STATED EXERCISE: Scale the data from the line containing "In this exercise you will locate the green" through the end of the data, reproducing every line in that span with the requests included. Multiply each point coordinate in the answers by 1.1 and round to whole numbers, with halves rounded up, leaving all other numbers unchanged.

>> BEGIN SOURCE MATERIAL

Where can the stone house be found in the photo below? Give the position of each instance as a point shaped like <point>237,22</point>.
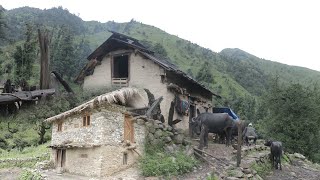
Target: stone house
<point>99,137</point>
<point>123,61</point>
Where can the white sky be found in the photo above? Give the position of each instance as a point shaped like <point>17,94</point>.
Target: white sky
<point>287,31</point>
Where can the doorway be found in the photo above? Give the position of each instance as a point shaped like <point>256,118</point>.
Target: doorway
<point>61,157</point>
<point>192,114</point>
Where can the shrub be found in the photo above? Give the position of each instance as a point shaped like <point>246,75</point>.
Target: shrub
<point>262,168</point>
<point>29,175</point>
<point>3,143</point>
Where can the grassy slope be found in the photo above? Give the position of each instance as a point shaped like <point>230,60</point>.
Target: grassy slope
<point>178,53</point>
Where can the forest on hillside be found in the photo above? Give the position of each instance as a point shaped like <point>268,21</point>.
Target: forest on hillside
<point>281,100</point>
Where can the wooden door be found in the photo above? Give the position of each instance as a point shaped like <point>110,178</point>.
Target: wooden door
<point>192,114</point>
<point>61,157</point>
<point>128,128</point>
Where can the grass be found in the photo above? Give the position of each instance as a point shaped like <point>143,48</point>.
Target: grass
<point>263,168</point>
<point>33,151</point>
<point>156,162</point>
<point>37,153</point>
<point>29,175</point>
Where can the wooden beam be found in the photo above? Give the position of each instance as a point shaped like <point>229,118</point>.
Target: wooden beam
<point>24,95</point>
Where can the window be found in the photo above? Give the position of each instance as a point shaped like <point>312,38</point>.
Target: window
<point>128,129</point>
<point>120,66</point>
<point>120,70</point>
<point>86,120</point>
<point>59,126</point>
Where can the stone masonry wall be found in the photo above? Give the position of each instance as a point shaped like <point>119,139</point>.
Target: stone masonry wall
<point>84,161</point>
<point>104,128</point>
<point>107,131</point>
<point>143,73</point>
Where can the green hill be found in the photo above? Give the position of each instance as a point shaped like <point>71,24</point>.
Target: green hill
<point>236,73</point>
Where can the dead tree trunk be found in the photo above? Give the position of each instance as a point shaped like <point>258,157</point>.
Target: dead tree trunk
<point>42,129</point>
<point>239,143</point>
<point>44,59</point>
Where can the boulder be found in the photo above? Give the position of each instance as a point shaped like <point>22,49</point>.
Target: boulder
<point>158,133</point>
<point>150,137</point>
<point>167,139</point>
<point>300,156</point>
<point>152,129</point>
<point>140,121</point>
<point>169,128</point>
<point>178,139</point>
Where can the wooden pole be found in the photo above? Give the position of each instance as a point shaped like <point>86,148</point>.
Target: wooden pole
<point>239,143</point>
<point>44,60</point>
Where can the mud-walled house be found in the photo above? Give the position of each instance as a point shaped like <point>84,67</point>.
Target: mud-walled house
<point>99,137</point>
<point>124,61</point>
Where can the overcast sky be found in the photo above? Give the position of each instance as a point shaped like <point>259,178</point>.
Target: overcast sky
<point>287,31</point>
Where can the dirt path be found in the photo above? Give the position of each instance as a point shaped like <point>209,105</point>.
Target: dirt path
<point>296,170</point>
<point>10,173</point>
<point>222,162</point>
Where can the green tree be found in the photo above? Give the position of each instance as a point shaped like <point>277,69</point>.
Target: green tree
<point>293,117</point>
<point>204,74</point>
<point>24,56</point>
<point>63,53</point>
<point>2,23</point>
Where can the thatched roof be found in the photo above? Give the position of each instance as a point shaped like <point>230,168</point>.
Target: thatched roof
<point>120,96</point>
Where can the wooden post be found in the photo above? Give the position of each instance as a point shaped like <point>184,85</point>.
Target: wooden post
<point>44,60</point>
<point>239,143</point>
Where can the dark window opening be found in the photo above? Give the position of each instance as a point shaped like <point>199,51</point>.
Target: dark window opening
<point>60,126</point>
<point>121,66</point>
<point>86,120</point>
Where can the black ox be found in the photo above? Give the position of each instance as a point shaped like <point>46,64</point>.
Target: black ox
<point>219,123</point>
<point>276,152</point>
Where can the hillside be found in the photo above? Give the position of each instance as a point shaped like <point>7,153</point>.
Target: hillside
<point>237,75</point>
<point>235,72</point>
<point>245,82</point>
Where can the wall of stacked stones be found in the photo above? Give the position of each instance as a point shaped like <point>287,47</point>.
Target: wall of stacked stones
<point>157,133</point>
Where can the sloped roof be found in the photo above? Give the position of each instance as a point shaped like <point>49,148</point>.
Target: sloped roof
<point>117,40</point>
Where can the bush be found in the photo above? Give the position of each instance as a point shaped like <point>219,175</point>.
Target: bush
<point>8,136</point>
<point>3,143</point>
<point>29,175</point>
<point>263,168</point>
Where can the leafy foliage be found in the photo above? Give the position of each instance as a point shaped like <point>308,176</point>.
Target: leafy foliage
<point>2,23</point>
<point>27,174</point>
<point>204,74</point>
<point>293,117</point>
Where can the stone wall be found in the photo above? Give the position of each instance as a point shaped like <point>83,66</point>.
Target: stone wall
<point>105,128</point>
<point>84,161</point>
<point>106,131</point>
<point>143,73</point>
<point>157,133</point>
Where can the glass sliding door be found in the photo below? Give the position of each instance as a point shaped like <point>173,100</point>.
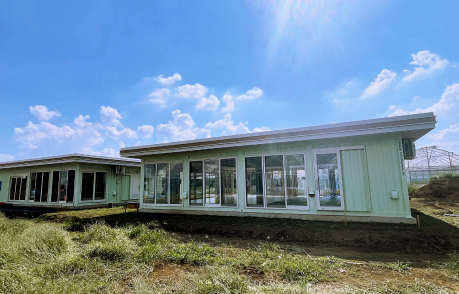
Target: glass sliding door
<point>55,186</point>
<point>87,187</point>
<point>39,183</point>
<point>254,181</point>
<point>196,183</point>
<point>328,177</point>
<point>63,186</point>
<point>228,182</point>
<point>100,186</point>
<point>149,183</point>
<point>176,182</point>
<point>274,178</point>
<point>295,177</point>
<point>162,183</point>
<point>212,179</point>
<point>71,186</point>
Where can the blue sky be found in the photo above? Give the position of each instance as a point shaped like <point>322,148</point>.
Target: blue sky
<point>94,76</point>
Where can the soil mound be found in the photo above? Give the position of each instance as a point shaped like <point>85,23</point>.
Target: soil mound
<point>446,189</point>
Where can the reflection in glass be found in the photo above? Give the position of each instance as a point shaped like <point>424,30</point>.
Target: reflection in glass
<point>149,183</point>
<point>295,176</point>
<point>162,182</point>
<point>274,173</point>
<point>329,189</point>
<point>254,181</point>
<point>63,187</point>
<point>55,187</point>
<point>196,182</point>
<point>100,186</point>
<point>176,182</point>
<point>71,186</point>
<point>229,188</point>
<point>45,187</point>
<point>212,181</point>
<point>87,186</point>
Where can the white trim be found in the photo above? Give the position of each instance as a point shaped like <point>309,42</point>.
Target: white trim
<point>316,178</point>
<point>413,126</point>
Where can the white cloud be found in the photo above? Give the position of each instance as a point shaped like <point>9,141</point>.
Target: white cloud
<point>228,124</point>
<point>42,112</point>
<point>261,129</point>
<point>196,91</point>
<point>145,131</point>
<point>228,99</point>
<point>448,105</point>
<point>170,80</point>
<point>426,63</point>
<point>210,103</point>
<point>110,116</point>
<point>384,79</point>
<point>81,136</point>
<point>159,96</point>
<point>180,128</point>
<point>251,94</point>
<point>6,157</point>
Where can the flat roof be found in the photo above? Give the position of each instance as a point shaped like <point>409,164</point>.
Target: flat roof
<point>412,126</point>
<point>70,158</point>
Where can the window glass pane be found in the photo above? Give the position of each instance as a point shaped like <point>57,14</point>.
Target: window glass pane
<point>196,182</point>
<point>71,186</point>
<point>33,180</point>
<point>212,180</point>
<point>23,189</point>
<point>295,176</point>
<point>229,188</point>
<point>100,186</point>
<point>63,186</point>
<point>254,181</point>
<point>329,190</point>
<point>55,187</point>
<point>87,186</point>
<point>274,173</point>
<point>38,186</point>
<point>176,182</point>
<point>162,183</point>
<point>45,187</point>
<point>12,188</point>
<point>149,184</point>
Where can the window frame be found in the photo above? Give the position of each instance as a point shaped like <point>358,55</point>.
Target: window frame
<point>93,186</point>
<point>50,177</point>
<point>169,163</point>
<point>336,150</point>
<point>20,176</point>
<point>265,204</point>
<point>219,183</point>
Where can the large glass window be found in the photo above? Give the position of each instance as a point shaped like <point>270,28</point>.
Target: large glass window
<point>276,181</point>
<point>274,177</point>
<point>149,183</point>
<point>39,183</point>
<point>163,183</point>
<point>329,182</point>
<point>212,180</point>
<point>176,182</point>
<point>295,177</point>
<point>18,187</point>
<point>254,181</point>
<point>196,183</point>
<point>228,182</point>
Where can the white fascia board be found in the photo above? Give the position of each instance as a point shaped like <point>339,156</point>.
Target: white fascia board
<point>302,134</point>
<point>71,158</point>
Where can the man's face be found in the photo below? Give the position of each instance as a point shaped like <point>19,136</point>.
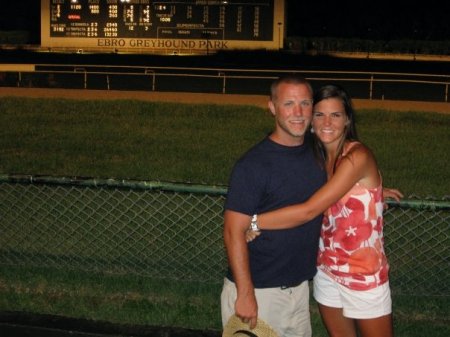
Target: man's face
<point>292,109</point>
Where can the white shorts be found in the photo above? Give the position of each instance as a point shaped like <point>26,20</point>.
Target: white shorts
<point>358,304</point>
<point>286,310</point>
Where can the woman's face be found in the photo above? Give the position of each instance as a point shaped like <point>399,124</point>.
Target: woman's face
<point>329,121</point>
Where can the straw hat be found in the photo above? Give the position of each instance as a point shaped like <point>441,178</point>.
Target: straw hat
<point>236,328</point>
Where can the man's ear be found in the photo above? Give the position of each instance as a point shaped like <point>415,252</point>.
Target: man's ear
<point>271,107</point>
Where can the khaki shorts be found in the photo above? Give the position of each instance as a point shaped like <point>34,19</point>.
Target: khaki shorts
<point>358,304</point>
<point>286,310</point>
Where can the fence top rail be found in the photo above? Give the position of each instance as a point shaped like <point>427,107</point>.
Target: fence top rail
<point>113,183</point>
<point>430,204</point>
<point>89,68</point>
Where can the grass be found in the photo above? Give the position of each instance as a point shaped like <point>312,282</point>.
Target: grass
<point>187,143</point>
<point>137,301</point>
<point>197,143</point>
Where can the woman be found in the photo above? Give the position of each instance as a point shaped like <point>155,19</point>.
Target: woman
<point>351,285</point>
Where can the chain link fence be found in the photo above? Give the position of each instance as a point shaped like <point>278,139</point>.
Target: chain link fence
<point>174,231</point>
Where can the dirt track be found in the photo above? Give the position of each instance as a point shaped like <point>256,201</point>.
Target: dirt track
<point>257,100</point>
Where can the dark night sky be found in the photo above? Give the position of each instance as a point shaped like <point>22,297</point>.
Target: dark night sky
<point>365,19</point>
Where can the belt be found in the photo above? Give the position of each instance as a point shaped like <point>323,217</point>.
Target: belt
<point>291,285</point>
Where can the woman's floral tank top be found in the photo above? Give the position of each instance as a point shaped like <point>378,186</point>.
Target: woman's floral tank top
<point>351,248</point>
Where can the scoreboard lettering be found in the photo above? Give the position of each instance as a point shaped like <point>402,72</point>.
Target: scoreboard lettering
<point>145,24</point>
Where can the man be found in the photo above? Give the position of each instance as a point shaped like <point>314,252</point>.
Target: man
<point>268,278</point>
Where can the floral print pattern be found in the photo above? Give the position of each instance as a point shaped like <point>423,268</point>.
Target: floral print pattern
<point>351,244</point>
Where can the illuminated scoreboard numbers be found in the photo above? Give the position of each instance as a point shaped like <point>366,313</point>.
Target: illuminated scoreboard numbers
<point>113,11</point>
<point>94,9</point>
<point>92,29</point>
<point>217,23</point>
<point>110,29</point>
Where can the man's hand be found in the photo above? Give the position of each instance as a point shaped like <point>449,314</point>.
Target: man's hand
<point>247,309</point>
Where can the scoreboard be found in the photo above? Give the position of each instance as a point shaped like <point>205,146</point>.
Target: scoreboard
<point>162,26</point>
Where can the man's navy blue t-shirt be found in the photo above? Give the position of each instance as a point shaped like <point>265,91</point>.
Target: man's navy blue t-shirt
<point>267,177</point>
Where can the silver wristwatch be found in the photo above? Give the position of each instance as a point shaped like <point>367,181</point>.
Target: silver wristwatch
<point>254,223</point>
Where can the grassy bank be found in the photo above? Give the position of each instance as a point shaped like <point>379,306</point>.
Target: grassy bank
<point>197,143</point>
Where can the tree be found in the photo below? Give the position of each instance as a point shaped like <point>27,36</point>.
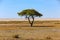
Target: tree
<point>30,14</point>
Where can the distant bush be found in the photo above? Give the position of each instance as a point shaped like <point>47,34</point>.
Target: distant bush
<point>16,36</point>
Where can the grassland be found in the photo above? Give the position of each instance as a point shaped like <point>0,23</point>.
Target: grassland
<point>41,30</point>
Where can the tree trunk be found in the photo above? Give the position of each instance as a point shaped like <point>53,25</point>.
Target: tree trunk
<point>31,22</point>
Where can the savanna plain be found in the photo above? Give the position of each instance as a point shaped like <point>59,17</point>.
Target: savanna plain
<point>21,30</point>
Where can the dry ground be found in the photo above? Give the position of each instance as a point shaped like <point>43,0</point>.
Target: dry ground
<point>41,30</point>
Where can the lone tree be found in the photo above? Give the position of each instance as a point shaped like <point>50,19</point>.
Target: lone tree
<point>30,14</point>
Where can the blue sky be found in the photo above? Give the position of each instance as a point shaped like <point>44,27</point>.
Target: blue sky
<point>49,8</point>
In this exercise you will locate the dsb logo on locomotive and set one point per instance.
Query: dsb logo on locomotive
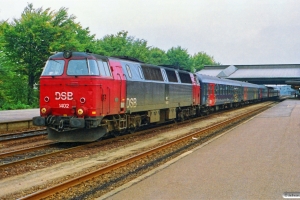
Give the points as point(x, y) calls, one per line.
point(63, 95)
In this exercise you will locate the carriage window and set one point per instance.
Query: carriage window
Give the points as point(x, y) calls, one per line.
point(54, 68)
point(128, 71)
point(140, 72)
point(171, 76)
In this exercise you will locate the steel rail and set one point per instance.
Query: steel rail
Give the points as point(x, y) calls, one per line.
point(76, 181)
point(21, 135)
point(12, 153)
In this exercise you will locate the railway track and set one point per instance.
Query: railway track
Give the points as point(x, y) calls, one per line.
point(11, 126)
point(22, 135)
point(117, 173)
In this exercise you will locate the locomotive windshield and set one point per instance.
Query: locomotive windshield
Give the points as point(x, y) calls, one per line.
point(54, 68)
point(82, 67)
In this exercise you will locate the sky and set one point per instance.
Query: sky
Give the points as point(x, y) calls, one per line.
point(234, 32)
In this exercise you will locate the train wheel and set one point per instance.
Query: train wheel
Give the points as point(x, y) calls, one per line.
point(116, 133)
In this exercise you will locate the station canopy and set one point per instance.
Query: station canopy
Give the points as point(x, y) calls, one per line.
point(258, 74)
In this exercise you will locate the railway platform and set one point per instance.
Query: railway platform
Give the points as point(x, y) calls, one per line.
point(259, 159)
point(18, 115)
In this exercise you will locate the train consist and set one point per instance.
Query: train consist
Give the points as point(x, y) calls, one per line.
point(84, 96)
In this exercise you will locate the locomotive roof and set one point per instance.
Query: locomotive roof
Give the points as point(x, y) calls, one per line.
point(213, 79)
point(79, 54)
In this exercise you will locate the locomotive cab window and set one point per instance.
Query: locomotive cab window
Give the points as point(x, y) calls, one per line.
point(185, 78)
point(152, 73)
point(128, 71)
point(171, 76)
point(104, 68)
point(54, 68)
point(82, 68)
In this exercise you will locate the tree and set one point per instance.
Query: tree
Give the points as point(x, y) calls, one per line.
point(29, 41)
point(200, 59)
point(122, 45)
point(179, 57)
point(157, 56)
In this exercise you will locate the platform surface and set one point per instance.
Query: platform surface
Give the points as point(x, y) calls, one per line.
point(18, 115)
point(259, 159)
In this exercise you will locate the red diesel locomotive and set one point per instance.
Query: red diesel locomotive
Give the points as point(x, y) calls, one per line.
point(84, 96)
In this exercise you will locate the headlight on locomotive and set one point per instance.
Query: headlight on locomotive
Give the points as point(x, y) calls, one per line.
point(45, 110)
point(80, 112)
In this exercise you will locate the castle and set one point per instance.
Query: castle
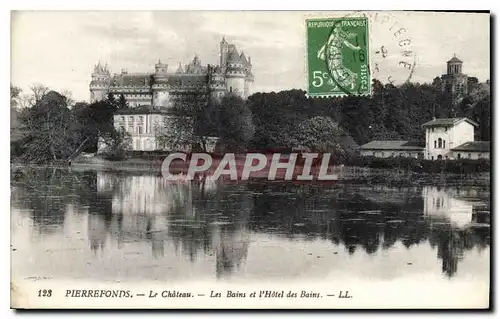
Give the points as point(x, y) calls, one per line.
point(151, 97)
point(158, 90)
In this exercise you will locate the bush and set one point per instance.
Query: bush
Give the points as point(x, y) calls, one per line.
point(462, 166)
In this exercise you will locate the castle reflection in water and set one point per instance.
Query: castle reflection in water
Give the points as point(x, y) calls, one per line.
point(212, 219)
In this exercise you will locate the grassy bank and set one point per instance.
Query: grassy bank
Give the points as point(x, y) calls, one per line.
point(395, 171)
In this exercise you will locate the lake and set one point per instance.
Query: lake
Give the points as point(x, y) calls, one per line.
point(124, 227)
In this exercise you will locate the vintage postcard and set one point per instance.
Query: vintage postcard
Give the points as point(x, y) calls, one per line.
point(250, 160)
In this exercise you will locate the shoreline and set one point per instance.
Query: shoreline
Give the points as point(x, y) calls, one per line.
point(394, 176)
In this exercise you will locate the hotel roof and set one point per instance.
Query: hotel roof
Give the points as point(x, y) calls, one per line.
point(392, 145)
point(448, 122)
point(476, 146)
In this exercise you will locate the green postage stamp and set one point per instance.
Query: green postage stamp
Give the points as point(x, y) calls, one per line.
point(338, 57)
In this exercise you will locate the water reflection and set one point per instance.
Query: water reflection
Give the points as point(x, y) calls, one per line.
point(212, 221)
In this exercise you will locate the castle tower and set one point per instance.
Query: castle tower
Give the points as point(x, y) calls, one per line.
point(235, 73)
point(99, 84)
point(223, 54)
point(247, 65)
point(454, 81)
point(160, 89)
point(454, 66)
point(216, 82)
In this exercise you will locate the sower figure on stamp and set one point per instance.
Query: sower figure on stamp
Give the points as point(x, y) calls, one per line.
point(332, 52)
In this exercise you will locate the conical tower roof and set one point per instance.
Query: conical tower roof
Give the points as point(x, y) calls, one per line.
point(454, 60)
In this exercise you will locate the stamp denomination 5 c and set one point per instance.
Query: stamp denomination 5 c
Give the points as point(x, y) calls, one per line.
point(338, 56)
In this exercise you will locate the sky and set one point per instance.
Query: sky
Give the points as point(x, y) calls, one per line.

>> END SOURCE MATERIAL

THE COMPLETED TASK:
In this exercise you will locate the green postage stamp and set one point per instance.
Query: green postage stamp
Give the points as point(x, y) calls, one per line.
point(372, 63)
In this exercise you will locate the water reflection and set one point per instance.
Query: water reflection
Give the points as point(x, y) calls, one per line.
point(233, 243)
In this exercise you will locate the castle tower and set one point per instance.
Query: castle tower
Give the points as point(x, y) calls, one per line.
point(259, 80)
point(109, 92)
point(245, 59)
point(272, 72)
point(499, 89)
point(176, 98)
point(499, 73)
point(238, 90)
In this exercise you will locate the sower figure on stamp and set one point per instance.
Query: sower figure on stamp
Give the points as point(x, y) calls, one per line.
point(365, 57)
In this exercise you will locate the conical tower roof and set one point per instance.
Query: conical tower roof
Give the points as point(x, y) calls, one per line.
point(499, 66)
In this exercise you will locate the stamp denomination 5 c and set one point per instance.
Query: stamp denomination 5 c
Give the points as point(x, y) calls, one per line.
point(372, 62)
In this exercise you will locate the sky and set one point per instance.
Query: sky
Give the points as point(x, y) calls, one per line.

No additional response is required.